#### [Consignes]
**a.** Relevez tous les nombres écrits en chiffres dans l'article sur Gaza, en indiquant le contexte de chacun.
**b.** Poursuivez l'article sur Gaza à partir de sa dernière phrase.

#### [Extrait du document]
Gaza: quelle aide humanitaire sans cessez-le-feu ?
Le refus d’Israël de consentir à un cessez-le-feu complique la recherche d’une solution à la catastrophe que vivent les civils palestiniens.
Comment secourir la population civile de la bande de Gaza malgré le refus d’Israël de consentir à un cessez-le-feu? Tel est le dilemme auquel sont confrontés les dirigeants des Etats concernés par les conséquences de la guerre entre Israël et le Hamas, plus d’un mois après l’attaque terroriste dévastatrice du mouvement islamiste contre des militaires et des civils israéliens. En cinq actes, état des lieux de l’enjeu de la question humanitaire.
1. La disproportion de la réplique
Au droit d’Israël à se défendre après le pogrom du 7 octobre, invoqué dans toutes les langues des pays occidentaux, a succédé, au sein de la plupart des mêmes Etats, la revendication du droit de la population gazaouie à bénéficier d’une aide vitale en temps de guerre. Si cette seconde préoccupation a pris le dessus, c’est aussi parce que le conflit connaît un moment de bascule entre la tolérance d’une réaction jugée proportionnée au traumatisme subi par les Israéliens et l’opposition à des représailles considérées comme disproportionnées. Pour établir la réalité de ce retournement, le bilan des pertes humaines est une jauge utile, même si elle n’est pas imparable. Le ministre palestinien de la Santé dans la bande de Gaza a évalué, le 7 novembre, à 10 328 le nombre de morts depuis le déclenchement de la réplique israélienne. Dans ce conflit qui est aussi une guerre de l’information, l’exactitude des chiffres fournis par un organisme dépendant du Hamas est sujette à caution.

(Entrées de localisation d'objets dans les images)
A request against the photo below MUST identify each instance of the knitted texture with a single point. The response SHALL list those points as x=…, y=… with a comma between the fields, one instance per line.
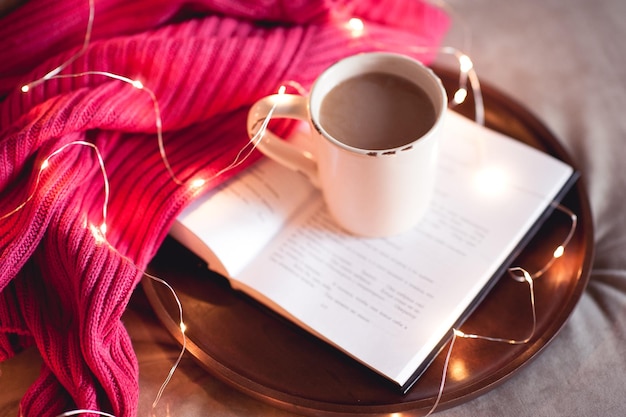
x=64, y=290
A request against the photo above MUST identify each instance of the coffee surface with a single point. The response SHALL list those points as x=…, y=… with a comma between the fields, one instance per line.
x=377, y=111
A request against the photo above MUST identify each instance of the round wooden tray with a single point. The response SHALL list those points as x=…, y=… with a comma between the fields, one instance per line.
x=259, y=353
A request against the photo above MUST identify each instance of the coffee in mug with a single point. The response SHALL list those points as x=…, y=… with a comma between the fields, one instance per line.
x=378, y=111
x=375, y=121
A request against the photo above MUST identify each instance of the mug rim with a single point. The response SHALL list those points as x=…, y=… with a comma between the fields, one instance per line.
x=440, y=108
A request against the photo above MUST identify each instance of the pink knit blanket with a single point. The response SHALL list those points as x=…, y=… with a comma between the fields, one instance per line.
x=62, y=288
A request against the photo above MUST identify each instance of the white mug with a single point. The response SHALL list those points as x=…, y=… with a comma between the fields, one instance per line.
x=369, y=192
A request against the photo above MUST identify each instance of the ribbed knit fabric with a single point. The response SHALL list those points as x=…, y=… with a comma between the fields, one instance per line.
x=207, y=61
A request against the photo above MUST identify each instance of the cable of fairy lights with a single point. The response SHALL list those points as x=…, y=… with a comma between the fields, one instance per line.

#### [Corrigé]
**a.** « 1 », numéro de la section « La disproportion de la réplique » ; « 7 » dans « 7 octobre » ; « 7 » dans « 7 novembre » ; « 10 328 », nombre de morts avancé par le ministre palestinien de la Santé.

**b.**
Cependant, même s’il n’est pas tout à fait conforme, le bilan des morts palestiniens révèle un grand écart avec celui des morts israéliens (1 400 le 7 octobre, et trente dans les affrontements à Gaza). Le porte-parole du Pentagone, Patrick Ryder, a paru accréditer cette idée le 6 novembre, malgré le prescrit des Etats-Unis de ne pas donner crédit aux décomptes du Hamas: «A propos des victimes civiles de Gaza, […] nous savons qu’il faut compter en milliers. C’est la raison pour laquelle nous avons souligné auprès des Israéliens et d’autres dans la région l’importance de faire parvenir l’aide humanitaire dans Gaza.»
2. Significative, la position belge
La position de la Belgique est emblématique de l’évolution de l’approche des Occidentaux. Elle a été actualisée, le 6 novembre, à l’occasion de la réunion annuelle des ambassadeurs à Bruxelles. «Ce qui se passe au Proche-Orient est honteux. […] Le droit humanitaire, le droit de la guerre et le droit international sont les mêmes pour tout le monde», a d’abord rappelé la ministre de la Coopération au développement, Caroline Gennez (Vooruit). Plus surprenant vu son appartenance à la composante néerlandophone de la famille libérale, le Premier ministre, Alexander De Croo, a estimé que «ce qui se passe à Gaza n’est pas proportionnel, c’est un pont trop loin». Un exemple? «Si l’on bombarde un camp de réfugiés entier dans l’intention d’éliminer un terroriste, je ne pense pas que ce soit proportionné», a-t-il argumenté.
Il faisait référence au bombardement, assumé par Israël le 31 octobre, d’un immeuble du camp de Jabaliya qui a causé, selon Tsahal, la mort d’un chef militaire du Hamas responsable du massacre du 7 octobre, Ibrahim Biari, et certains de ses lieutenants. D’après le ministère palestinien de la Santé, cinquante personnes sont mortes dans l’opération. Il n’y a pas eu d’attaque d’«un camp de réfugiés entier», même si le caractère pertinent et proportionné de la riposte pour un Etat agressé peut être questionné…
3. Pourquoi pas de cessez-le-feu?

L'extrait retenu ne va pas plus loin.